__Job__
Please tally the lines in the entries that follow that contain the string "below", treating uppercase and lowercase as different, and give only the number.

* * *

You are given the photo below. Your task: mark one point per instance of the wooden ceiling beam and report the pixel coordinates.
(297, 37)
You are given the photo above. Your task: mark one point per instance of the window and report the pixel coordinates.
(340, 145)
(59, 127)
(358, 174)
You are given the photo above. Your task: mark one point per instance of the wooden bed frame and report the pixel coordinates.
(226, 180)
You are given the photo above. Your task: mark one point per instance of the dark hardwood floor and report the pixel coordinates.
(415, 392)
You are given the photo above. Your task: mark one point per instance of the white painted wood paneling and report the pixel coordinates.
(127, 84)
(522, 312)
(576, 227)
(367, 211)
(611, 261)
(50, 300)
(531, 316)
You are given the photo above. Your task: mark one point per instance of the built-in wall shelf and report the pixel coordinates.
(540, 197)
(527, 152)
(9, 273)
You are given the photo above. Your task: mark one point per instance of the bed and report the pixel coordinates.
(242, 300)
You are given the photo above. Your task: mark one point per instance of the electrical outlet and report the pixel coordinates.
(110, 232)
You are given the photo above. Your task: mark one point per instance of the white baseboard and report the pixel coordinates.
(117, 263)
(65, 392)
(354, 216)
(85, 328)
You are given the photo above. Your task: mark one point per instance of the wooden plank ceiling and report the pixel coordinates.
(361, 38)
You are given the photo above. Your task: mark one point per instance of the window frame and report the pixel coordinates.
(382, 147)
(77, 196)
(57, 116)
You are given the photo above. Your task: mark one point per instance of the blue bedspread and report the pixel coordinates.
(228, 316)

* * *

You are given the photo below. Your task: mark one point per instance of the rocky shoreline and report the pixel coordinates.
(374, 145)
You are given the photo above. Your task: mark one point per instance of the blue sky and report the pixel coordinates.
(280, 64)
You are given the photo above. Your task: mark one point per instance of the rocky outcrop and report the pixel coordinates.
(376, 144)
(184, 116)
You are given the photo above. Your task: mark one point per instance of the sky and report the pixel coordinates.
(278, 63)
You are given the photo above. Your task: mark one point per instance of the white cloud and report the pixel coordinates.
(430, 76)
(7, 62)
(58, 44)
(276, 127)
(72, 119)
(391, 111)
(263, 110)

* * *

__Reply to the exercise__
2